Short-Term Tidal Variability in the Mesosphere/Lower Thermosphere from SABER

Abstract:

The understanding of migrating and nonmigrating tidal propagation from the troposphere and stratosphere into the mesosphere/lower thermosphere and upper thermosphere has much improved over the past few years. Yet, space-borne diagnostics of tides from single satellites like TIMED are limited to > monthly mean averages because of the slow orbit precession and the resulting local solar time coverage. Ground-based observations and whole atmosphere models on the other hand strongly suggest a short-term tidal variability on the order of a factor of two within a few days. This paper attempts to address this challenge by presenting a different approach than the conventional wavenumber/frequency Fourier fits to the satellite data: tides are diagnosed from the vertical/longitudinal structure of ascending-descending orbit node differences. This so-called “tidal deconvolution” method is applied to SABER temperature observations over one solar cycle. The resulting diurnal amplitudes and phases have an effective time resolution of approximately one week and are compared to short-term tidal diagnostics based on Fourier fits to multiple satellites and results from the NOGAPS-ALPHA, WACCM and eCMAM30 models for various tidal components. Preliminary results suggest that tidal components forced by tropical convection respond strongly to convective precipitation changes associated with the Madden-Julian-Oscillation while other nonmigrating tides show clear signatures of wave-wave interaction.

## Required work
Answer these questions about the SABER tides abstract above.
1. Which satellite does it name as an example of a single satellite?
2. What is the effective time resolution of the resulting diurnal amplitudes and phases?
3. Which three models are the results compared with?

## Data shown
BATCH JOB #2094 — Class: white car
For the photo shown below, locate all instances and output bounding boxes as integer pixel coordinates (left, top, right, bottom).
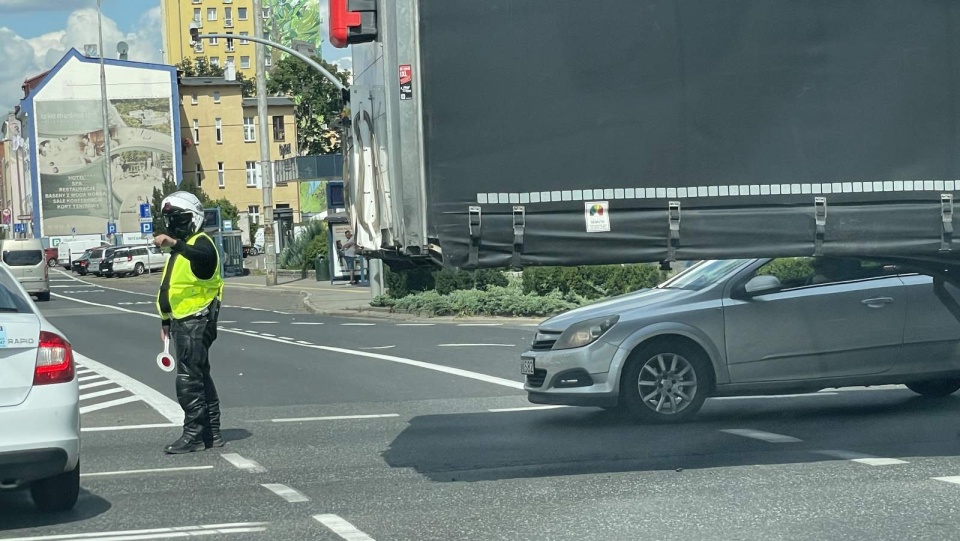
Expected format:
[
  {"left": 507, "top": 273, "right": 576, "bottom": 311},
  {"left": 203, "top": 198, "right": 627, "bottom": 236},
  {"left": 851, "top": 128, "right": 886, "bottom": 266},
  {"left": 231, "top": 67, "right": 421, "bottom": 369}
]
[
  {"left": 0, "top": 266, "right": 80, "bottom": 512},
  {"left": 109, "top": 245, "right": 170, "bottom": 276}
]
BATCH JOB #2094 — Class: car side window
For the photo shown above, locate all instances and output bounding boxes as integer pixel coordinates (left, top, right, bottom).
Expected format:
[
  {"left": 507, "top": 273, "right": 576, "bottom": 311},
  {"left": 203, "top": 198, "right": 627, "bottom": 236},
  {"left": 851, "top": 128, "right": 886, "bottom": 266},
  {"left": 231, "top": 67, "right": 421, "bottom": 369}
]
[{"left": 756, "top": 257, "right": 890, "bottom": 289}]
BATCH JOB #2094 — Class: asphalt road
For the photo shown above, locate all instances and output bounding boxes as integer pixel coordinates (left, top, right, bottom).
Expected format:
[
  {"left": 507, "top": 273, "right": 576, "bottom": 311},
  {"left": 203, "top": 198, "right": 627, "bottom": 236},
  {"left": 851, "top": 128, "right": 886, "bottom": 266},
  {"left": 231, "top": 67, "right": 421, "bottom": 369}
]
[{"left": 0, "top": 275, "right": 960, "bottom": 541}]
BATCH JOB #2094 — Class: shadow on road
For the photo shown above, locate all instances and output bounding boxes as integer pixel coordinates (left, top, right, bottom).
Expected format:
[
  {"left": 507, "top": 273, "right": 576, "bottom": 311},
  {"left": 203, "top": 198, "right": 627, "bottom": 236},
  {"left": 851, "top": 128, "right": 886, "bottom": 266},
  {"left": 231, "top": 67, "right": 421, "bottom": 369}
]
[
  {"left": 0, "top": 488, "right": 112, "bottom": 532},
  {"left": 383, "top": 391, "right": 960, "bottom": 482}
]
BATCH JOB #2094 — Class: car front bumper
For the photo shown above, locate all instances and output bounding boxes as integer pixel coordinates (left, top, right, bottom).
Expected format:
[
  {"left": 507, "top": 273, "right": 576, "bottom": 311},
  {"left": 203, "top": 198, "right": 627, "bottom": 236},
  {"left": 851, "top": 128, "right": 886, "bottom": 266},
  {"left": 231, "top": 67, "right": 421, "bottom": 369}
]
[
  {"left": 521, "top": 341, "right": 630, "bottom": 407},
  {"left": 0, "top": 378, "right": 80, "bottom": 488}
]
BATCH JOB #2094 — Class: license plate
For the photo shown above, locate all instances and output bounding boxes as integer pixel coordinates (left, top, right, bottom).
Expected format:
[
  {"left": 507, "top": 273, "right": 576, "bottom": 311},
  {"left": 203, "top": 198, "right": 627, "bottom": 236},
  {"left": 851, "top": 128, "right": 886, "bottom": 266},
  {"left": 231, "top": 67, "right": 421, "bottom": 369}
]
[{"left": 520, "top": 359, "right": 534, "bottom": 376}]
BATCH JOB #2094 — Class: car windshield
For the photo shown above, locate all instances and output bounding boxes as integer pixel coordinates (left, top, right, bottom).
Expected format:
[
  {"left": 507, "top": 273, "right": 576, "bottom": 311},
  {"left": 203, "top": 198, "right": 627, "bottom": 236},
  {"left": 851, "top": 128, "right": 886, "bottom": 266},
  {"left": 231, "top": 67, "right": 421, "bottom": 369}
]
[
  {"left": 657, "top": 259, "right": 751, "bottom": 291},
  {"left": 3, "top": 250, "right": 43, "bottom": 267}
]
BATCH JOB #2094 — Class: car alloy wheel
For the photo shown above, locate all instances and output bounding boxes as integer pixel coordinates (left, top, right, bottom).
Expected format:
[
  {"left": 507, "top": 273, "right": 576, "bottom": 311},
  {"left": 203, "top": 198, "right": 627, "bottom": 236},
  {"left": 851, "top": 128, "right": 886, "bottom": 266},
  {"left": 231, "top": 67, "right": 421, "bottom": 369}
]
[{"left": 621, "top": 341, "right": 712, "bottom": 423}]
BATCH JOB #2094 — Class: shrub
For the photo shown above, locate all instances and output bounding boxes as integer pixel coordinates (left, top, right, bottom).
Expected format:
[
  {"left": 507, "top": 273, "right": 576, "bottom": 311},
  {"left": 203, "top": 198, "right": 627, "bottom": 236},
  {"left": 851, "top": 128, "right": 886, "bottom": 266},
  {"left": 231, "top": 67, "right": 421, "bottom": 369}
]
[{"left": 523, "top": 264, "right": 666, "bottom": 299}]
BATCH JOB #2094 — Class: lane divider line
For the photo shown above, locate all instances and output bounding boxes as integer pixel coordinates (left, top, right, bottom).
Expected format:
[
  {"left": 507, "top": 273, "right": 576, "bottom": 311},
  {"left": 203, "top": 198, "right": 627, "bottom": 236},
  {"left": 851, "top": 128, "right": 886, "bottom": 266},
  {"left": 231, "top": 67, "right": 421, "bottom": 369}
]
[
  {"left": 220, "top": 453, "right": 267, "bottom": 473},
  {"left": 260, "top": 483, "right": 310, "bottom": 503},
  {"left": 720, "top": 428, "right": 803, "bottom": 443},
  {"left": 52, "top": 293, "right": 523, "bottom": 388},
  {"left": 80, "top": 466, "right": 213, "bottom": 477},
  {"left": 270, "top": 413, "right": 400, "bottom": 423},
  {"left": 313, "top": 515, "right": 374, "bottom": 541}
]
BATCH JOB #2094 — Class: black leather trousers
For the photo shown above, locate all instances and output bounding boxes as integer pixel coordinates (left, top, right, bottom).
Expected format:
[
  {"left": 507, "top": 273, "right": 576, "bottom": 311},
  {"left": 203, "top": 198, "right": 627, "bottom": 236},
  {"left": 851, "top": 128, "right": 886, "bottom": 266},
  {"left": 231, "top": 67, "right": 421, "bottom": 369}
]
[{"left": 170, "top": 310, "right": 220, "bottom": 442}]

## Answer section
1. TIMED
2. Approximately one week
3. NOGAPS-ALPHA, WACCM and eCMAM30